• DIRECTIONS FOR THIS TASK: Convert the lines below, from the line containing "Place one keypoint on each instance of the recessed" through the end, into a two-column CSV with header input,output, leaving out the pictures. Give one row for each line that asks for keypoints, with its text under input and its coordinates under output; wrap every field in double quotes and replace line breaks with spaces.

<<<<

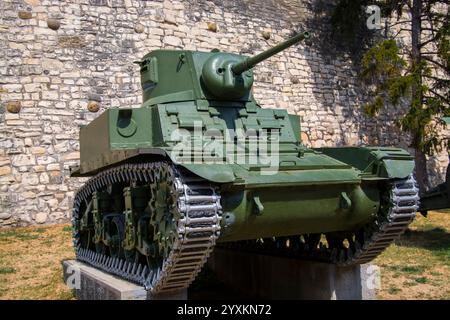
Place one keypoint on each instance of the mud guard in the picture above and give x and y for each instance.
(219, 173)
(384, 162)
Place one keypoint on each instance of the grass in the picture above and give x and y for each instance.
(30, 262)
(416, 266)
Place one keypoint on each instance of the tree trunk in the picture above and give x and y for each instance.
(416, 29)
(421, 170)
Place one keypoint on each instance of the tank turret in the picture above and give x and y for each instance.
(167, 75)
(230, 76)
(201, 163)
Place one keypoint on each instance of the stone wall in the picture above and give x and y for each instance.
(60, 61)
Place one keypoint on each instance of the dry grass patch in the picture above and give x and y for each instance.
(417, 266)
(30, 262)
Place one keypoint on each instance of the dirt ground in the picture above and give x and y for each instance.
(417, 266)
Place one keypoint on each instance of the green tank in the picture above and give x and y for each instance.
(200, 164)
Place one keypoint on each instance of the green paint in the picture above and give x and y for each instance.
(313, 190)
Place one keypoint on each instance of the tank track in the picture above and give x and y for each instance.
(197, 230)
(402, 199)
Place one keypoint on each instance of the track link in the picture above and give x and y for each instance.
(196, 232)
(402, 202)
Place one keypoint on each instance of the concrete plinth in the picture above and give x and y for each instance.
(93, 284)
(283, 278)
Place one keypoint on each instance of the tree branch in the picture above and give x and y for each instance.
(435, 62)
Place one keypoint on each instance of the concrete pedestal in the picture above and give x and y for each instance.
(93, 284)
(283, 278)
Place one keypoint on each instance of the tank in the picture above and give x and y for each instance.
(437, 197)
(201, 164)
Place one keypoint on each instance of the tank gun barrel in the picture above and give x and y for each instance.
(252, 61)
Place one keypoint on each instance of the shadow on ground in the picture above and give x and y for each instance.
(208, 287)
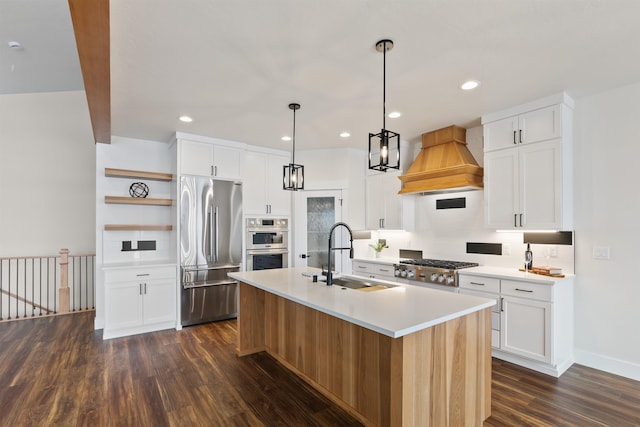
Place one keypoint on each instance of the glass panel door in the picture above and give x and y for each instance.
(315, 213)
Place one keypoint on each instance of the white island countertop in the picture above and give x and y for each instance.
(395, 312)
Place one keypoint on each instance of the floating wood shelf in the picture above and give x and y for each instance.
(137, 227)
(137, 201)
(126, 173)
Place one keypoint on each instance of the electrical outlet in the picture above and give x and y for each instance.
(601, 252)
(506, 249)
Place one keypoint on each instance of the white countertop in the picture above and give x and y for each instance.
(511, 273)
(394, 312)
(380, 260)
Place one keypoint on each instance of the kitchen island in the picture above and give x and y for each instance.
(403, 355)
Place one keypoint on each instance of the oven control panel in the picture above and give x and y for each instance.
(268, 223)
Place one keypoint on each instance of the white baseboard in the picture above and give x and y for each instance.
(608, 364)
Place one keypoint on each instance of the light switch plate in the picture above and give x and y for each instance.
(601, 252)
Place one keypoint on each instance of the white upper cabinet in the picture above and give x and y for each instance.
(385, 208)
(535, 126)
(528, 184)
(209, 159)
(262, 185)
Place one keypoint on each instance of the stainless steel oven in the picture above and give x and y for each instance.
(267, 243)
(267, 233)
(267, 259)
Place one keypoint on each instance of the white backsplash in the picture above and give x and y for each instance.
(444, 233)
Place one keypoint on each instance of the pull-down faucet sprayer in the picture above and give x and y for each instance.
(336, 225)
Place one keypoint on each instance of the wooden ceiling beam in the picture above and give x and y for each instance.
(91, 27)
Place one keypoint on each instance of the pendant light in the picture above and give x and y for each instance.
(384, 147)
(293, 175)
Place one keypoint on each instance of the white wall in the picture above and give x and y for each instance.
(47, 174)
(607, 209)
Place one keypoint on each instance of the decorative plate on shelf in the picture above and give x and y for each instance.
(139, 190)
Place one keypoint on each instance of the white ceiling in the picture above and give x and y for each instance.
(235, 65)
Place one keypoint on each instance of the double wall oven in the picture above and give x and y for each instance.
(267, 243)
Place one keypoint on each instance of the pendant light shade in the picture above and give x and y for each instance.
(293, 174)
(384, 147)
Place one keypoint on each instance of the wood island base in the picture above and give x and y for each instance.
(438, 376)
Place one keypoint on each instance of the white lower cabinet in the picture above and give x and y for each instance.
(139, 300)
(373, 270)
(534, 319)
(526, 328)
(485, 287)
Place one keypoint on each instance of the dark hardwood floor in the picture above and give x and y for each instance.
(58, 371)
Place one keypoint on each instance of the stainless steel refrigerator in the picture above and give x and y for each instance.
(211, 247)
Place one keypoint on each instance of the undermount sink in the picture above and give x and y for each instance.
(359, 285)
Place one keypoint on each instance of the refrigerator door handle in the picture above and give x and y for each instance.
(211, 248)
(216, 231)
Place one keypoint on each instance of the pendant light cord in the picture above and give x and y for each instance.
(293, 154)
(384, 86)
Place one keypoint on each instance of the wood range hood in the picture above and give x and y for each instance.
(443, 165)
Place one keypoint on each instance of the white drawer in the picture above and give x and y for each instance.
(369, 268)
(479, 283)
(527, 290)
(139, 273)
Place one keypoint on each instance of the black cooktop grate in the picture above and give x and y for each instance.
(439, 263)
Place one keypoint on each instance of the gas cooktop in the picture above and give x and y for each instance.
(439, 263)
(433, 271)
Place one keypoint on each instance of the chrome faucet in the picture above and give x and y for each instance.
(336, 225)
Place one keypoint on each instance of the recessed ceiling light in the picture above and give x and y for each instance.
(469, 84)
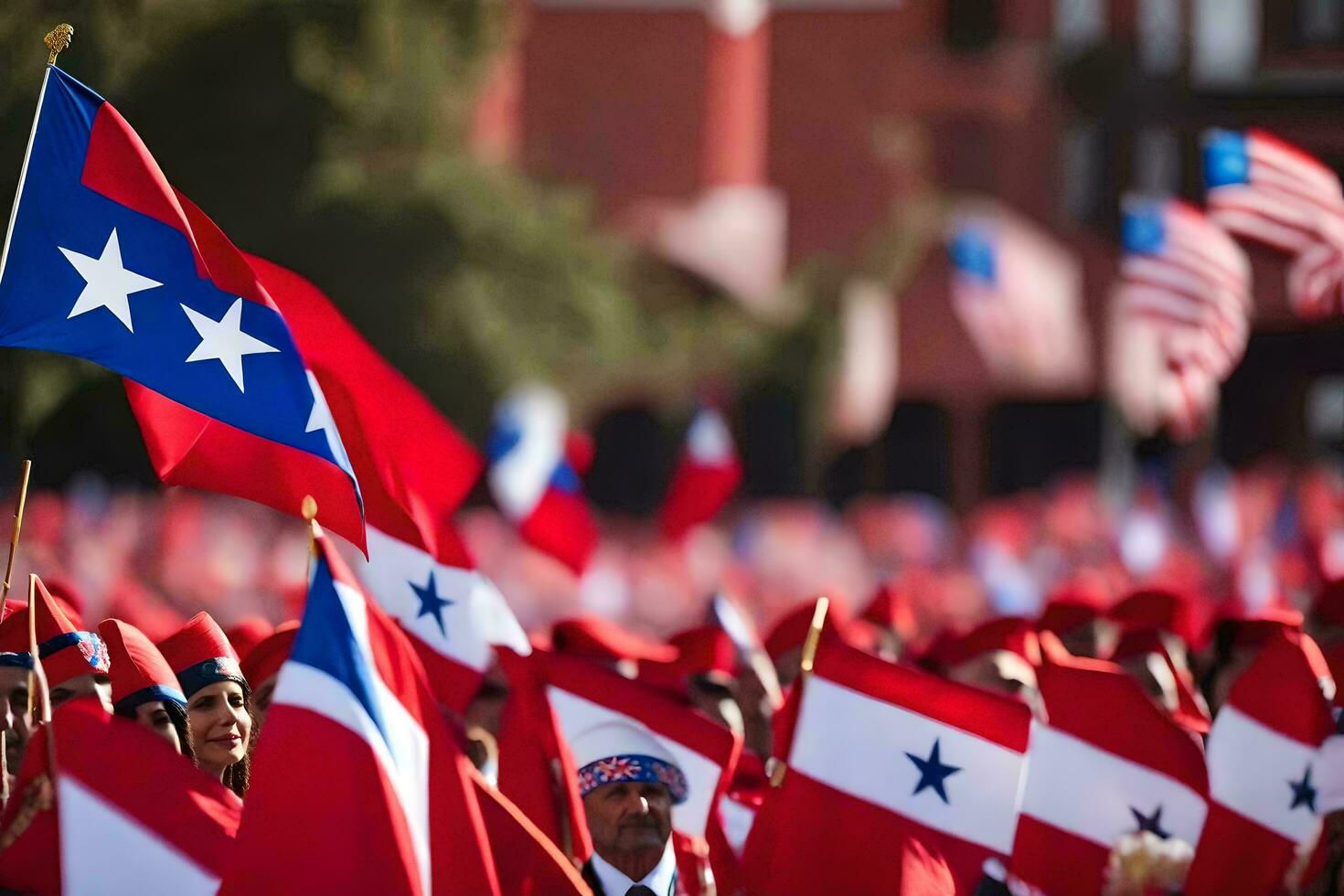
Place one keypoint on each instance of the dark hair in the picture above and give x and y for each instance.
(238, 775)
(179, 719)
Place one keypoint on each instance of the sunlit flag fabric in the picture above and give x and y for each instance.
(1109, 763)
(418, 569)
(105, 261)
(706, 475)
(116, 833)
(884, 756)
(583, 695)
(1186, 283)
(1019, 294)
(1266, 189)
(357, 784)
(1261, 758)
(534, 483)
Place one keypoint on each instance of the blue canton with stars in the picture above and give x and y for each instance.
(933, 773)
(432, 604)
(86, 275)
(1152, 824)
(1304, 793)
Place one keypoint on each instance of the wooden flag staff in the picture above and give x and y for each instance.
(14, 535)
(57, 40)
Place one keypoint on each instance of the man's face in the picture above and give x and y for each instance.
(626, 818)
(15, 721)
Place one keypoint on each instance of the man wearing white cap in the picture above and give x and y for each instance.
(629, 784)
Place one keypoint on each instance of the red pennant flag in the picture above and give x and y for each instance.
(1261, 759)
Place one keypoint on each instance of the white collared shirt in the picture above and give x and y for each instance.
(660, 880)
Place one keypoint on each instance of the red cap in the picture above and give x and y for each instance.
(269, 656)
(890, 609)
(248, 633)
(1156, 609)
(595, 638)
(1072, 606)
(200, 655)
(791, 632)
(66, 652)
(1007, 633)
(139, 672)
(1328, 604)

>>>>

• REPLY:
input,output
"Place one keypoint on each instance of the recessed ceiling light in the picture above and give x and y for each instance.","(469, 84)"
"Place one keypoint on each instance of the dark hair in the picture above and give x and y for each instance.","(238, 775) (179, 719)"
"Place one keypoint on each instance of the sunlit flag fabric in the picture above and give x and y for each instance.","(1109, 763) (418, 569) (105, 261) (706, 475) (116, 833) (884, 756) (583, 695) (1186, 283) (1019, 294) (1266, 189) (357, 784) (1261, 758) (534, 483)"
"Place one keypoint on each instance of the blue canton with stars in the picture above and give x and y for each instance.","(933, 773) (432, 604) (86, 275) (1152, 824) (1304, 793)"
"Place one keypoint on each instance of the wooden flag staff in the picture above and give x and y for each instance.","(14, 535) (57, 40)"
"Place one keypoint on each instance of the man's face in the picture above and give x and y for each instance.","(626, 818) (15, 721)"
"Place one keypoint on each instance of the man wearing white cap in the picture above and give x and y for each instance.","(629, 784)"
"Place one keypoint on each instance of the red pennant flag in the picture above and give x and y for each instance.","(1261, 759)"
"Place one keypoint on each instance of the white collared shirt in the picture above and give x and y for each instance.","(660, 880)"
"Place one keypoint on each instance of the red cap in the picture above and give x and y for each instance.","(269, 656) (890, 609) (248, 633) (1156, 609) (595, 638) (1072, 606) (200, 655) (791, 632) (66, 652) (1007, 633) (139, 672) (1328, 604)"